### [EXERCISE OBJECTIVE]
Each line of the entries below that holds "gray" is needed, copied in full.

== INFORMATION SHOWN

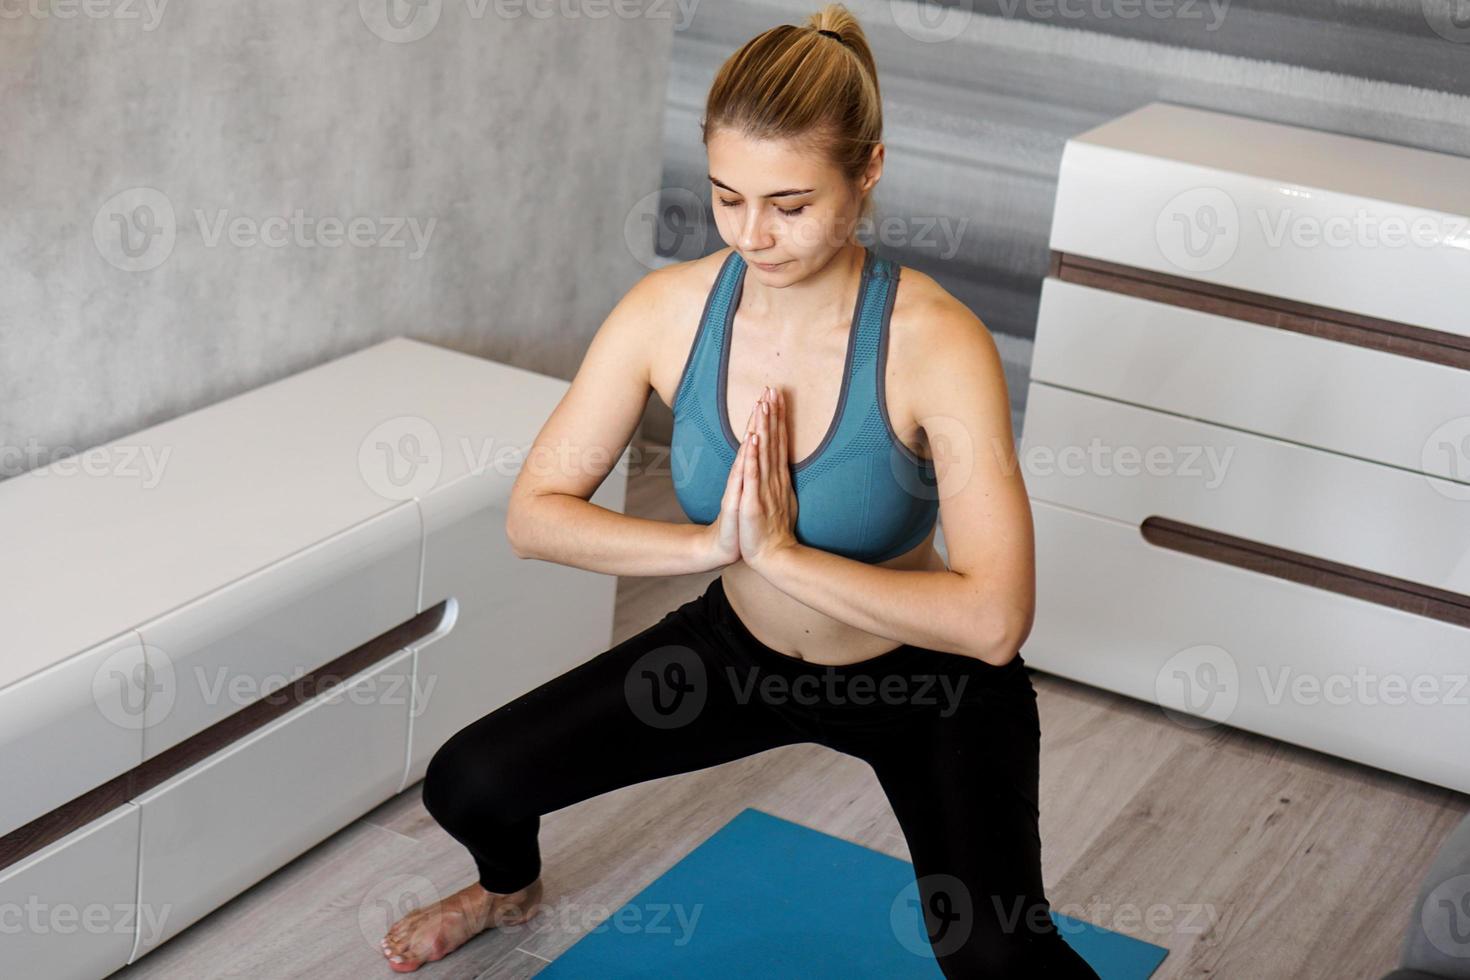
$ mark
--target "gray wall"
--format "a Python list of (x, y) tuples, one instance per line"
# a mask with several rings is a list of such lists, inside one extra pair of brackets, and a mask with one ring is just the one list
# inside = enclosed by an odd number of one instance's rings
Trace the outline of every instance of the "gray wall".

====

### [RESPONSE AREA]
--target "gray wall"
Trace the outline of every instance of the "gray wall".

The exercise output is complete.